* start Dataset rows *

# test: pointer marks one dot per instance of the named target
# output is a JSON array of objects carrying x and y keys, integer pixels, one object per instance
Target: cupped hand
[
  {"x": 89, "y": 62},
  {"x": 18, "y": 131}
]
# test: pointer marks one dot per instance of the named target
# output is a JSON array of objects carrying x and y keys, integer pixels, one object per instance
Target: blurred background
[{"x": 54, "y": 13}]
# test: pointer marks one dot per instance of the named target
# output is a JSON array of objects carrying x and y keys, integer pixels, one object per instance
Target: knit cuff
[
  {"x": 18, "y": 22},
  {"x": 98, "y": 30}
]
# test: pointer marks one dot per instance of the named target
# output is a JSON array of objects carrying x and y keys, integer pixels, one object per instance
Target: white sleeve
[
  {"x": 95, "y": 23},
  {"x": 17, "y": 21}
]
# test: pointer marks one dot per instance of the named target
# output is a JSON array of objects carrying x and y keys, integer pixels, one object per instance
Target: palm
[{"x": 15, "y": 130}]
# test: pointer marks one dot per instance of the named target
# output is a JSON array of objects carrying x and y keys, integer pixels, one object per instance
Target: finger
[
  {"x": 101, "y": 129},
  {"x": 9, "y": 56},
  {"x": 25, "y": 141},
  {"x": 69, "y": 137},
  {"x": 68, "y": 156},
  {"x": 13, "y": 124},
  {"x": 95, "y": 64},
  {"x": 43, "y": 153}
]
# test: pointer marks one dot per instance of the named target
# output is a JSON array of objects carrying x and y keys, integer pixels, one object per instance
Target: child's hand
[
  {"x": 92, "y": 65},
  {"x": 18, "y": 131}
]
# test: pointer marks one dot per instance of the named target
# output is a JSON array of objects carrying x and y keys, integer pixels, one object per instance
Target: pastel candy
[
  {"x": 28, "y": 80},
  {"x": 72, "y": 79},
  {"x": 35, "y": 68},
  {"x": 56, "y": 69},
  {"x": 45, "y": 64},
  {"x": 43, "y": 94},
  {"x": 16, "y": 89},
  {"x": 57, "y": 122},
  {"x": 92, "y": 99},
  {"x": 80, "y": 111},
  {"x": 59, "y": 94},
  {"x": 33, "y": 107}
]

* end Dataset rows *

Goal of the exercise:
Copy all of the lines above word for word, without changing anything.

The answer:
# test: pointer marks one dot per instance of the named target
# output is a JSON array of objects carrying x and y keys, integer pixels, one object per instance
Target: cupped hand
[
  {"x": 89, "y": 62},
  {"x": 18, "y": 131}
]
# test: pointer marks one dot per instance of the named target
# output is a JSON array of objects carrying x and y keys, integer pixels, one object per instance
Target: blurred background
[{"x": 54, "y": 13}]
# test: pointer marks one dot per instance of the named target
# output is a JSON array of objects carrying x and y keys, integer pixels, one object per instance
Target: knit cuff
[
  {"x": 18, "y": 22},
  {"x": 98, "y": 30}
]
# test: pointer marks one dot per instance of the named target
# output is a JSON array of objects carrying x and y keys, integer pixels, one object per instance
Target: white sleeve
[
  {"x": 95, "y": 23},
  {"x": 17, "y": 21}
]
# test: pointer marks one dot per instance of the named target
# output is a JSON array of objects carrying x and y keys, integer pixels, one object per instance
Target: palm
[{"x": 15, "y": 130}]
# test: pointer marks one dot per instance of the named target
# output is a JSON array of objects carrying x and y keys, integer pixels, one object per instance
Target: finger
[
  {"x": 101, "y": 129},
  {"x": 9, "y": 56},
  {"x": 25, "y": 141},
  {"x": 69, "y": 137},
  {"x": 68, "y": 156},
  {"x": 13, "y": 124},
  {"x": 95, "y": 64},
  {"x": 43, "y": 153}
]
# test: pointer marks one dot per instance of the named target
# output is a JSON array of objects carrying x and y keys, integer pixels, one object per instance
Target: child's hand
[
  {"x": 92, "y": 65},
  {"x": 18, "y": 131}
]
# test: pointer marks one dot per instance of the named target
# output is a JSON array of objects carrying x and y keys, integer pixels, one object per instance
Target: pastel candy
[
  {"x": 28, "y": 80},
  {"x": 72, "y": 79},
  {"x": 35, "y": 68},
  {"x": 56, "y": 69},
  {"x": 45, "y": 64},
  {"x": 43, "y": 94},
  {"x": 16, "y": 89},
  {"x": 57, "y": 122},
  {"x": 92, "y": 99},
  {"x": 80, "y": 111},
  {"x": 59, "y": 94},
  {"x": 33, "y": 107}
]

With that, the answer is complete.